• Task brief
Copy every entry below word for word, leaving out the pictures.

Entries from a data source:
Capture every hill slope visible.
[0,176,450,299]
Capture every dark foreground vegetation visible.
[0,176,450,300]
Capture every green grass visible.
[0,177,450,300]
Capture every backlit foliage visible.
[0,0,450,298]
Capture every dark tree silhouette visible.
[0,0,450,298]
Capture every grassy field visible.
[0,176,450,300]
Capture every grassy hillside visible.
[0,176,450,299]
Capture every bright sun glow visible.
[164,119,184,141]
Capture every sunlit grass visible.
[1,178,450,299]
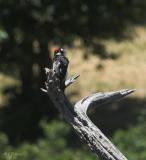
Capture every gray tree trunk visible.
[41,68,134,160]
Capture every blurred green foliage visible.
[0,0,146,160]
[0,121,97,160]
[113,112,146,160]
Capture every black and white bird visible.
[53,48,69,91]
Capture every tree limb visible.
[43,69,134,160]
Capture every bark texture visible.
[42,68,134,160]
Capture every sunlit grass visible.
[67,27,146,100]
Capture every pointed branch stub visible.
[41,68,134,160]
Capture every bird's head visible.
[54,48,64,56]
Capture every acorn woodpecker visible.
[53,48,69,91]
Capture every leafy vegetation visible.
[0,0,146,160]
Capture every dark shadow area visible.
[0,0,146,144]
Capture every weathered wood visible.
[42,69,134,160]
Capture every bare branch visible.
[75,89,135,113]
[65,74,80,87]
[42,70,134,160]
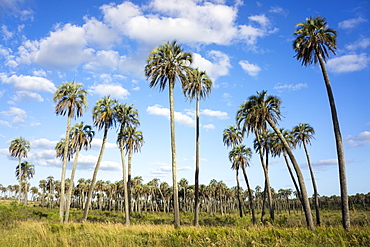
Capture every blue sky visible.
[0,0,370,195]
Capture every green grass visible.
[0,203,370,247]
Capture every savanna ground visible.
[0,201,370,247]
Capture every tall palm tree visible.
[15,161,35,205]
[9,137,31,203]
[53,81,87,223]
[123,126,144,212]
[115,103,140,226]
[292,123,320,226]
[145,41,193,227]
[293,16,350,230]
[183,69,212,226]
[82,96,118,221]
[236,91,315,230]
[65,122,95,223]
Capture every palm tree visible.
[236,91,314,230]
[145,41,192,227]
[293,16,350,230]
[53,81,87,223]
[123,126,144,212]
[183,69,212,226]
[292,123,320,226]
[115,104,140,226]
[9,137,31,203]
[82,96,118,221]
[15,161,35,205]
[65,122,95,223]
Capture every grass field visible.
[0,204,370,247]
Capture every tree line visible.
[9,17,350,230]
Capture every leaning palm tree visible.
[123,126,144,212]
[292,123,320,226]
[53,81,87,223]
[15,161,35,205]
[115,104,140,226]
[9,137,31,203]
[183,69,212,226]
[145,41,192,227]
[236,91,315,230]
[293,16,350,230]
[65,122,95,223]
[82,96,118,221]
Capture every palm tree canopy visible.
[222,125,243,147]
[229,145,252,170]
[93,96,118,130]
[53,81,87,118]
[9,137,31,159]
[293,16,337,66]
[70,122,95,150]
[15,161,35,180]
[236,91,281,134]
[292,123,315,146]
[145,41,193,91]
[183,69,212,101]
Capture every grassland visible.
[0,204,370,247]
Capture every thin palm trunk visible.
[120,143,130,226]
[59,114,72,223]
[267,119,315,231]
[64,148,80,223]
[242,166,257,225]
[82,126,108,222]
[169,81,180,228]
[235,169,243,218]
[194,96,200,226]
[303,142,321,226]
[317,53,350,231]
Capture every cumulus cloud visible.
[239,60,261,76]
[192,50,231,81]
[0,73,56,93]
[90,83,130,99]
[346,131,370,147]
[338,17,367,29]
[327,53,370,73]
[274,83,308,91]
[146,104,195,127]
[0,107,27,124]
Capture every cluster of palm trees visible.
[4,17,350,230]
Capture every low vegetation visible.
[0,200,370,246]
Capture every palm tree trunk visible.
[59,115,72,223]
[169,81,180,228]
[267,119,315,231]
[235,169,243,218]
[194,96,200,226]
[120,139,130,226]
[317,53,350,231]
[64,148,80,223]
[242,166,257,225]
[82,126,108,222]
[303,142,321,226]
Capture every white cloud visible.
[239,60,261,76]
[0,107,27,124]
[346,131,370,147]
[90,84,130,99]
[200,109,230,119]
[274,83,308,91]
[0,73,56,93]
[346,37,370,51]
[338,17,367,29]
[327,53,370,73]
[192,50,231,80]
[146,104,195,127]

• Solution for this problem
Capture every hill slope visible.
[0,176,450,299]
Capture every dark foreground vegetation visible.
[0,176,450,300]
Capture every green grass visible.
[0,177,450,300]
Capture every backlit foliage visible.
[0,0,450,298]
Capture every dark tree silhouette visible.
[0,0,450,298]
Capture every grassy field visible.
[0,176,450,300]
Capture every grassy hillside visible.
[0,176,450,299]
Capture every bright sun glow visible.
[164,119,184,141]
Capture every sunlit grass visible.
[1,178,450,299]
Capture every gray tree trunk visible.
[41,68,134,160]
Capture every blurred green foliage visible.
[0,0,146,160]
[0,121,97,160]
[113,112,146,160]
Capture every black and white bird visible.
[53,48,69,91]
Capture every tree limb visible.
[43,69,134,160]
Capture every bark texture visible.
[42,68,134,160]
Capture every sunlit grass visible.
[67,27,146,100]
Capture every pointed branch stub visible.
[41,68,134,160]
Capture every bird's head visible.
[54,48,64,56]
Capture every acorn woodpecker visible.
[53,48,69,91]
Capture every leafy vegetation visible.
[0,0,146,160]
Capture every dark shadow area visible.
[0,0,146,144]
Capture every weathered wood visible.
[42,69,134,160]
Capture every bare branch visible.
[75,89,135,113]
[65,74,80,87]
[42,70,134,160]
Capture every blue sky visible.
[0,0,370,195]
Capture every green grass visible.
[0,203,370,247]
Capture every savanna ground visible.
[0,201,370,247]
Capture every tall palm tree visible.
[15,161,35,205]
[9,137,31,203]
[53,81,87,223]
[123,126,144,212]
[115,103,140,226]
[292,123,320,226]
[145,41,193,227]
[293,16,350,230]
[183,69,212,226]
[82,96,118,221]
[236,91,315,230]
[65,122,95,223]
Capture every palm tree visible.
[236,91,314,230]
[145,41,192,227]
[293,16,350,230]
[53,81,87,223]
[123,126,144,212]
[183,69,212,226]
[292,123,320,226]
[115,104,140,226]
[9,137,31,203]
[82,96,118,221]
[15,161,35,205]
[65,122,95,223]
Capture every grass field visible.
[0,204,370,247]
Capture every tree line visible.
[9,17,350,230]
Capture every leaning palm tree visible.
[123,126,144,212]
[292,123,320,226]
[53,81,87,223]
[15,161,35,205]
[115,104,140,226]
[9,137,31,203]
[183,69,212,226]
[145,41,192,227]
[236,91,315,230]
[293,16,350,230]
[65,122,95,223]
[82,96,118,221]
Capture every palm tree canopy visible.
[222,125,243,147]
[229,145,252,170]
[93,96,118,130]
[53,81,87,118]
[9,137,31,159]
[293,16,337,66]
[70,122,95,150]
[15,161,35,180]
[236,91,281,134]
[292,123,315,146]
[145,41,193,91]
[183,69,212,101]
Capture every grassland visible.
[0,204,370,247]
Capture every thin palm trunk visible.
[120,143,130,226]
[59,114,72,223]
[267,119,315,231]
[64,148,80,223]
[242,166,257,225]
[82,126,108,222]
[169,81,180,228]
[235,169,243,218]
[194,96,200,226]
[303,142,321,226]
[317,53,350,231]
Capture every cumulus cloud visible.
[239,60,261,76]
[192,50,231,81]
[0,73,56,93]
[90,83,130,99]
[346,131,370,147]
[338,17,367,29]
[327,53,370,73]
[274,83,308,91]
[146,104,195,127]
[0,107,27,124]
Capture every cluster of palm trees visible.
[4,17,350,230]
Capture every low vegetation visible.
[0,200,370,246]
Capture every palm tree trunk visible.
[59,115,72,223]
[169,81,180,228]
[267,119,315,231]
[235,169,243,218]
[194,96,200,226]
[120,139,130,226]
[317,53,350,231]
[64,148,80,223]
[242,166,257,225]
[82,126,108,222]
[303,142,321,226]
Capture every white cloud visible.
[239,60,261,76]
[0,107,27,124]
[346,131,370,147]
[90,84,130,99]
[200,109,230,119]
[274,83,308,91]
[0,73,56,93]
[346,37,370,51]
[338,17,367,29]
[327,53,370,73]
[192,50,231,80]
[146,104,195,127]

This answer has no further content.